● **Task 1**
Convert the stretch of the records from the line containing "Please drop a marker on every instance of the shoulder" through the line containing "<point>1230,401</point>" into a JSON list of strings, one string per line, with blank lines omitted.

● **Document section**
* START *

# Omg. It's so tiny.



## Anyfoot (Apr 18, 2016)

There are no words for this experience. My 1st hatchling is coming. 

Yesterday one of my redfoot eggs had a hole and a crack in it. So I moved it into its own tub within the incubator, set on wet paper towel. 
Today the tiny guy started to show us a bit more. 
So happy, this one is from the very first adult female we rescued. She is extremely pyramided, when we got her very underweight with poop the consistency of pee. Nearly 2 yrs later (this year) she's as strong as an ox. Actually I think she's the boss of the herd. 
She's laid 3 clutches adding to 19 eggs this year. Out of all my adults this was the one I wanted to have a hatchling from. 1st one is a keeper.  
Should I be spraying this neonate or leave it be? Thinking I should have put it in a smaller tub too.


----------



## elzeri123 (Apr 18, 2016)

That's so cute!!


----------



## ZEROPILOT (Apr 18, 2016)

Wow.
Congrats


----------



## Tom (Apr 18, 2016)

Congrats!!! I remember my first. Its a very special moment. I kept mine too. Still have him.

Here are my tips for babies:
http://www.tortoiseforum.org/threads/how-to-incubate-eggs-and-start-hatchlings.124266/


----------



## Jodie (Apr 18, 2016)

So exciting. Congrats!


----------



## Cheryl Hills (Apr 18, 2016)

So, So cute. Cangrats. I would keep it too! One day I might have babies, if my female ever grows!


----------



## Linhdan Nguyen (Apr 18, 2016)

This is so cute! Congrats! you must be very proud


----------



## kathyth (Apr 18, 2016)

How exciting! I can't wait to see a picture of him, when the hatching is complete.
Congratulations!

* END *

[Data extracted from a collection]
* START *

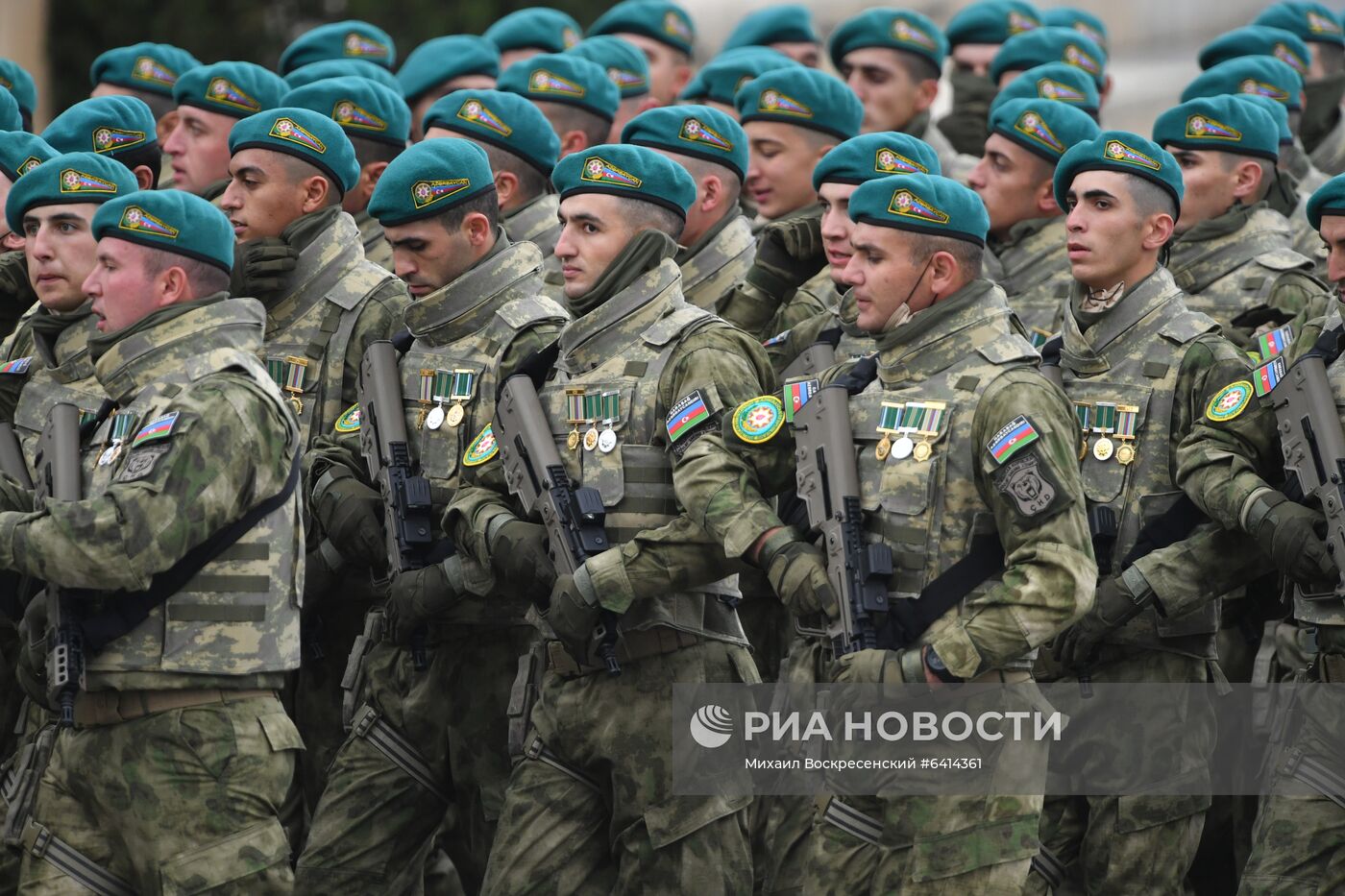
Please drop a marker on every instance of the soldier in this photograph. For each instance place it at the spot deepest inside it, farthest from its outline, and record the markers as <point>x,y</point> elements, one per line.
<point>1322,127</point>
<point>663,31</point>
<point>210,103</point>
<point>526,33</point>
<point>1139,368</point>
<point>300,254</point>
<point>1231,254</point>
<point>591,806</point>
<point>628,70</point>
<point>347,39</point>
<point>717,245</point>
<point>181,678</point>
<point>522,148</point>
<point>439,678</point>
<point>793,117</point>
<point>786,29</point>
<point>117,127</point>
<point>377,123</point>
<point>443,64</point>
<point>974,36</point>
<point>1026,227</point>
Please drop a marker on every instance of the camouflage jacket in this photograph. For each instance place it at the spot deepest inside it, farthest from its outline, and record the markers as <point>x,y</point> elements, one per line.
<point>483,325</point>
<point>205,436</point>
<point>377,248</point>
<point>654,356</point>
<point>1035,274</point>
<point>1240,271</point>
<point>333,304</point>
<point>1149,368</point>
<point>719,262</point>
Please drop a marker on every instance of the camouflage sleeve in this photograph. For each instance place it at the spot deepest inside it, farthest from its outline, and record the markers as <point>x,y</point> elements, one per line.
<point>1227,444</point>
<point>1036,496</point>
<point>231,448</point>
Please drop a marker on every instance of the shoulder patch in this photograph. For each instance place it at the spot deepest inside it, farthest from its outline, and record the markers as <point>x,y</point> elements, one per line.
<point>1230,401</point>
<point>480,448</point>
<point>757,420</point>
<point>349,422</point>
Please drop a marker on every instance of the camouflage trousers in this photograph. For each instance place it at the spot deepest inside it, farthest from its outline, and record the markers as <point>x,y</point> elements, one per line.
<point>1298,833</point>
<point>622,829</point>
<point>376,825</point>
<point>184,801</point>
<point>1113,845</point>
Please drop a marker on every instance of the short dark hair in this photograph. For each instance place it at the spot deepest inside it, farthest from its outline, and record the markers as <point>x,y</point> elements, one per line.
<point>205,278</point>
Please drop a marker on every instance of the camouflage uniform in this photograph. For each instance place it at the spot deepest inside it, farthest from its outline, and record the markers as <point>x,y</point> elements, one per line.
<point>1240,271</point>
<point>1152,352</point>
<point>374,821</point>
<point>182,755</point>
<point>333,305</point>
<point>1035,275</point>
<point>589,808</point>
<point>717,262</point>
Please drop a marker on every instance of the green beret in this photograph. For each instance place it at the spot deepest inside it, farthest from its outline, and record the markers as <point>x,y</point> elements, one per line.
<point>1263,76</point>
<point>1221,124</point>
<point>1042,127</point>
<point>561,77</point>
<point>991,22</point>
<point>1258,40</point>
<point>20,153</point>
<point>429,180</point>
<point>722,77</point>
<point>1329,200</point>
<point>625,63</point>
<point>699,132</point>
<point>235,89</point>
<point>1308,20</point>
<point>659,20</point>
<point>305,76</point>
<point>789,23</point>
<point>1277,110</point>
<point>923,204</point>
<point>503,120</point>
<point>876,155</point>
<point>1125,153</point>
<point>362,108</point>
<point>172,221</point>
<point>803,97</point>
<point>76,178</point>
<point>631,173</point>
<point>110,125</point>
<point>1049,44</point>
<point>16,80</point>
<point>349,39</point>
<point>542,27</point>
<point>892,29</point>
<point>143,66</point>
<point>1085,23</point>
<point>441,60</point>
<point>1056,81</point>
<point>302,133</point>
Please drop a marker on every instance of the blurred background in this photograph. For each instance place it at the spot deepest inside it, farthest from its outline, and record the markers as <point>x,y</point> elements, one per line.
<point>1153,42</point>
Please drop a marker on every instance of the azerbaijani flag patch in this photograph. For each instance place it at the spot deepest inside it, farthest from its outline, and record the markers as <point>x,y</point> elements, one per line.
<point>1017,435</point>
<point>155,429</point>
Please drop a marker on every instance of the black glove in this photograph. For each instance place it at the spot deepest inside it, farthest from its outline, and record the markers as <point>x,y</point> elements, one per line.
<point>518,554</point>
<point>797,573</point>
<point>789,254</point>
<point>574,618</point>
<point>262,267</point>
<point>352,514</point>
<point>417,596</point>
<point>1288,532</point>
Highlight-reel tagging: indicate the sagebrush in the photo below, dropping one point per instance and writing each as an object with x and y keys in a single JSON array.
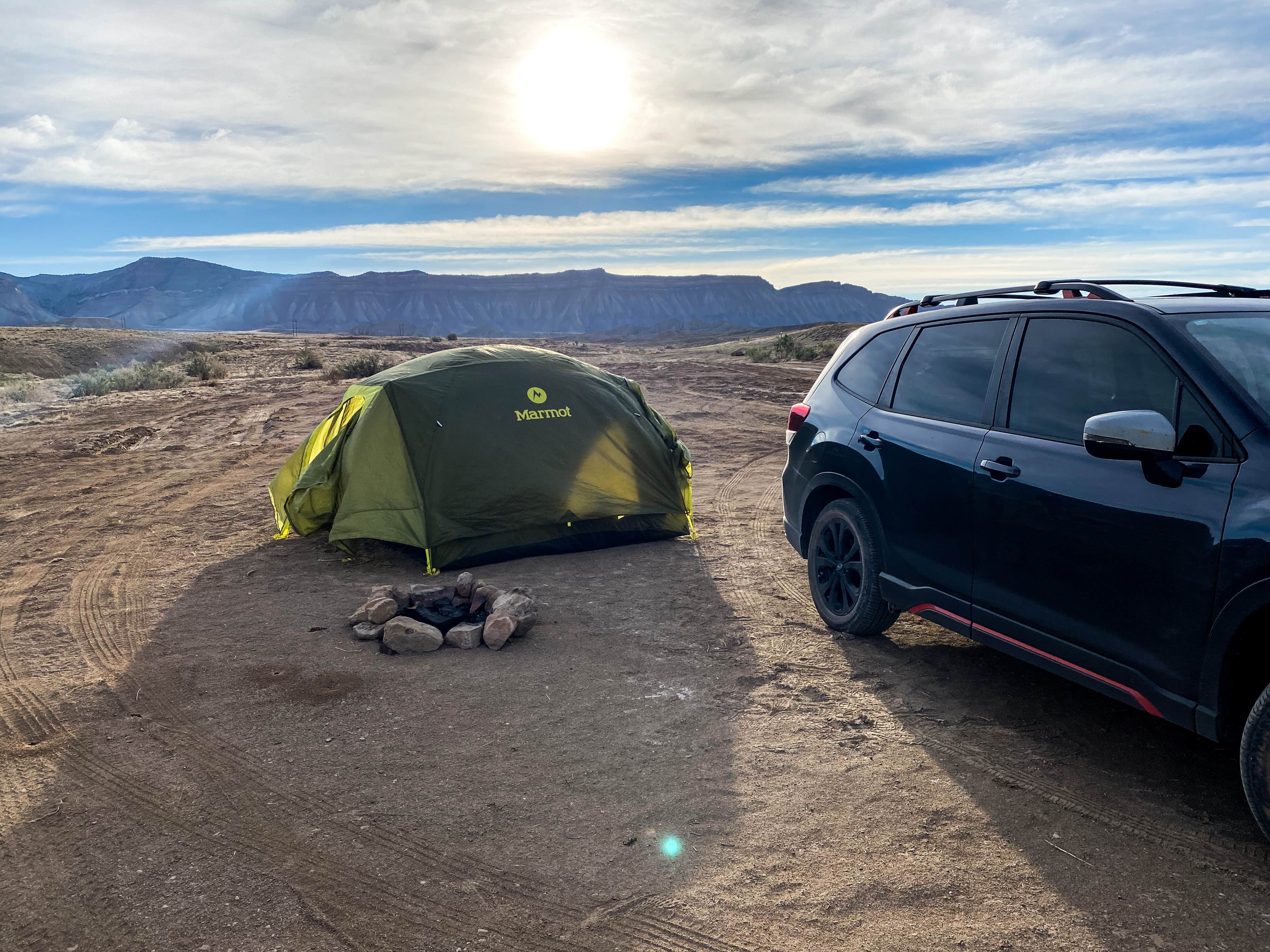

* END *

● **Task 2**
According to the thread about the first redfoot hatchling, how many eggs has the rescued adult female laid this year?

● **Response 1**
[
  "Please drop a marker on every instance of the shoulder patch in this photograph. For each instance place it at the spot deepest inside it, farthest from its outline, and record the markers as <point>x,y</point> elements, one per line.",
  "<point>1230,401</point>"
]

● **Response 2**
19 eggs, across 3 clutches.